Recorded information:
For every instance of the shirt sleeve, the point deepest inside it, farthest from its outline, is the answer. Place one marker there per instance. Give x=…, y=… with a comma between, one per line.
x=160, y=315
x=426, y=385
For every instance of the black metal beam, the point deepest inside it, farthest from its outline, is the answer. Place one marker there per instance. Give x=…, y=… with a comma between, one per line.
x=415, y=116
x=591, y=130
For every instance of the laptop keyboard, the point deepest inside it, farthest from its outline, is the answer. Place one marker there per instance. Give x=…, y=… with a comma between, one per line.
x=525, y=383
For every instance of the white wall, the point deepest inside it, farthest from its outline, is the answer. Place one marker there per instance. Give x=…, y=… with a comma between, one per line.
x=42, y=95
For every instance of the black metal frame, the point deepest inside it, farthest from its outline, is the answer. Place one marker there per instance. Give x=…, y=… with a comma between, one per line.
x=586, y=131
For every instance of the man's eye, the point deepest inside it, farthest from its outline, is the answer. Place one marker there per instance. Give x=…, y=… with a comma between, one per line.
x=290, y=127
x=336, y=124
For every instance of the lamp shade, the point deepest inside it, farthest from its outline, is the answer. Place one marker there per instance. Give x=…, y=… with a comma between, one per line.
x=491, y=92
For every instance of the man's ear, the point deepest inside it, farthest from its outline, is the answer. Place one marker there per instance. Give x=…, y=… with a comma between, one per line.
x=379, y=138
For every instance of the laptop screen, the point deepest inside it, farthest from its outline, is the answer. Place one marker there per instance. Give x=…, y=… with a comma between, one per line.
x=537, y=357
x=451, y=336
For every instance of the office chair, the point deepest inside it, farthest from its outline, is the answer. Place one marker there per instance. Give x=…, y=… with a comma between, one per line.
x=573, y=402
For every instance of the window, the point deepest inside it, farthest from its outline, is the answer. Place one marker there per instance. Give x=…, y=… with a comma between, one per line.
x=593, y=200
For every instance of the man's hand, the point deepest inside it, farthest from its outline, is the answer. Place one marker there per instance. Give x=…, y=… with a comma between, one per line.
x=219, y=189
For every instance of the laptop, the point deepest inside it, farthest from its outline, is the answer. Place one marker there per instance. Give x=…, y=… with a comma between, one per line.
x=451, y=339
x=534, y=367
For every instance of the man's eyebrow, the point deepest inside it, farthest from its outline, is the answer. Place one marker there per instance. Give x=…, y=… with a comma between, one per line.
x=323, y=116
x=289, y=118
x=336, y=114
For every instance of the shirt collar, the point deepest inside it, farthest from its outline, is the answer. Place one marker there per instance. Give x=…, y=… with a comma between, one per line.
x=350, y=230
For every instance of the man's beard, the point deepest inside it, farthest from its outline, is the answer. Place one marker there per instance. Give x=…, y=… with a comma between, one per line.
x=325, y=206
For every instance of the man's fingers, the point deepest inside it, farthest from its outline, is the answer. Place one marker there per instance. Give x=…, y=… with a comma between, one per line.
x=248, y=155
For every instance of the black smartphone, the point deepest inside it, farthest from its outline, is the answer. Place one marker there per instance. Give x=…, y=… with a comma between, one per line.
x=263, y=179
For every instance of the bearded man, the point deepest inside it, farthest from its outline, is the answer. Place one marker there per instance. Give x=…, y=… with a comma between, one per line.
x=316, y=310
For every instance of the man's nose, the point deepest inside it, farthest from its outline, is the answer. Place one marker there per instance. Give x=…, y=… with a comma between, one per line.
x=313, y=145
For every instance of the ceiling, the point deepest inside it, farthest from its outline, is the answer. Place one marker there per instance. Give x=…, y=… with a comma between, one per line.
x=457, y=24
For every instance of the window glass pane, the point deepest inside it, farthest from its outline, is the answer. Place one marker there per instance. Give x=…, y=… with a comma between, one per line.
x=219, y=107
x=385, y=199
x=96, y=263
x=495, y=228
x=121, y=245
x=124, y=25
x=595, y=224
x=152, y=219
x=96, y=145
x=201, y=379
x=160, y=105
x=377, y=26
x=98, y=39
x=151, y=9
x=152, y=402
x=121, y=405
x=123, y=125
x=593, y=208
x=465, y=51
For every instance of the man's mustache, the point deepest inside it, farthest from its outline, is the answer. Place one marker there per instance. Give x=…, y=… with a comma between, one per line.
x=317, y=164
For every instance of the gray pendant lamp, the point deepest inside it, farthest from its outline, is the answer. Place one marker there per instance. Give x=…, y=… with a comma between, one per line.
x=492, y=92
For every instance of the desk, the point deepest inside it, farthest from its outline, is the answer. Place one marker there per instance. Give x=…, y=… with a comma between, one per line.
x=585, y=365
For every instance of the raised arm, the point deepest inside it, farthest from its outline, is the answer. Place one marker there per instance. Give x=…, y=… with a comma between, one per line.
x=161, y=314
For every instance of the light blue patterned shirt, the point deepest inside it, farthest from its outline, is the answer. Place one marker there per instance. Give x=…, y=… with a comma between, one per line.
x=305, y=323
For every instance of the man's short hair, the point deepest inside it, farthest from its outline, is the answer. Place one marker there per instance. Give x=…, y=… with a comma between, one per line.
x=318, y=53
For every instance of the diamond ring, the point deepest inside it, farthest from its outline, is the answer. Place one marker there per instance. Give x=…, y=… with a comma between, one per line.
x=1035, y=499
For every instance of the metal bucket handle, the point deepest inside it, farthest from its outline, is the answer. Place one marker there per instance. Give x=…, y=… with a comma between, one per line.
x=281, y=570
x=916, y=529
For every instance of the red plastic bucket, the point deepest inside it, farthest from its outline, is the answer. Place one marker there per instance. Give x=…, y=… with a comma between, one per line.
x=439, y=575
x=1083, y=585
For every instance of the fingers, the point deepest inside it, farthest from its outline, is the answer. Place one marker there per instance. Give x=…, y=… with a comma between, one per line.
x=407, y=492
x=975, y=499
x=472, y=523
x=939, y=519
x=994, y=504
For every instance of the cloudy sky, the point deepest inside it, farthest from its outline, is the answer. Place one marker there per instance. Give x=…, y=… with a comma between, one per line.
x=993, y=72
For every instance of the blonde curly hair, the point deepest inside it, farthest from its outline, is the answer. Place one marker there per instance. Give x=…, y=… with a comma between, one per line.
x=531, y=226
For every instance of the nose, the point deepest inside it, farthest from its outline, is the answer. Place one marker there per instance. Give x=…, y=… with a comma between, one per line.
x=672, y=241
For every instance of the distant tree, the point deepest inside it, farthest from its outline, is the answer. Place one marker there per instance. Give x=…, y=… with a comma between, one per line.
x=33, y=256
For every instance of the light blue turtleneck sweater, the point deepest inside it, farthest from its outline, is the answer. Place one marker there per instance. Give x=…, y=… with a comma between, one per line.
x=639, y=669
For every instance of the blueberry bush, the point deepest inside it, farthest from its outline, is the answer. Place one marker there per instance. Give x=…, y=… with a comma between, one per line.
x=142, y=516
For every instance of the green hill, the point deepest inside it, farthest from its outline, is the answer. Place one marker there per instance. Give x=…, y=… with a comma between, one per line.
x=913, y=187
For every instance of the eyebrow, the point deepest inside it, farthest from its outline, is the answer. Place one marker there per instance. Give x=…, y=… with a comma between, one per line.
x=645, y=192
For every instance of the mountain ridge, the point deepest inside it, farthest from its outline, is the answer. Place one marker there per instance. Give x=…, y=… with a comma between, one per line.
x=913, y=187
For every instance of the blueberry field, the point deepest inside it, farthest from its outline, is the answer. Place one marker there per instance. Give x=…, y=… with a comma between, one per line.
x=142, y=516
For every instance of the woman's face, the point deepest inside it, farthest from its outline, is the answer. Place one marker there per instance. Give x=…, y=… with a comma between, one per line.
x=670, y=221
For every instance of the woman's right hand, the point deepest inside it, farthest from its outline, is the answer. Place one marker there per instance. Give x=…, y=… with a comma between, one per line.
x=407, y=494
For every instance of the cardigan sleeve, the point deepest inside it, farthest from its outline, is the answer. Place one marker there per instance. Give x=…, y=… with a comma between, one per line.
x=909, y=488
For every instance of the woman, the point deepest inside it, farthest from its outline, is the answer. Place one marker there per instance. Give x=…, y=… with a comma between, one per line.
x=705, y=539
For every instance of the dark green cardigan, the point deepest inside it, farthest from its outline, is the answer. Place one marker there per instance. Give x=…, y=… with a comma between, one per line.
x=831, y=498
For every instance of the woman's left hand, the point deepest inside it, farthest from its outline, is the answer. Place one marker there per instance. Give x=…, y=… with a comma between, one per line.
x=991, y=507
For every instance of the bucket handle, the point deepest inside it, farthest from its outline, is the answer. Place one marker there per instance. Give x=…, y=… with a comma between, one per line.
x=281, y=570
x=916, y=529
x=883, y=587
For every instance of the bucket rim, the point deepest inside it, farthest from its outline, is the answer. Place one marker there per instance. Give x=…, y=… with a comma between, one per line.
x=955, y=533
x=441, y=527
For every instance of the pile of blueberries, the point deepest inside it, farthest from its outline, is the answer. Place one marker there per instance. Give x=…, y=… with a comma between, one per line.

What is expected:
Copy out exactly the lines that begin at the one with "For every instance of the bucket handle, the" and end at the close of the material above; nothing else belongs in the answer.

Response for this exercise:
For every instance of the bucket handle, the point deepest inside it, farthest from its outline, is the answer. Place one marker there per instance. Give x=…, y=… with a comma between, one per line.
x=281, y=570
x=916, y=529
x=883, y=587
For every instance of the bucket rim, the point deepest inside it, farthest from its outline, is the answer. Place one marker there per instance. Give x=…, y=… with a comma between, one per line.
x=955, y=533
x=441, y=527
For every instance of the pile of blueberries, the point deepest inside it, farthest from its outline, is the answer. Place one marker there per instance. Give x=…, y=… with a comma between, one per line.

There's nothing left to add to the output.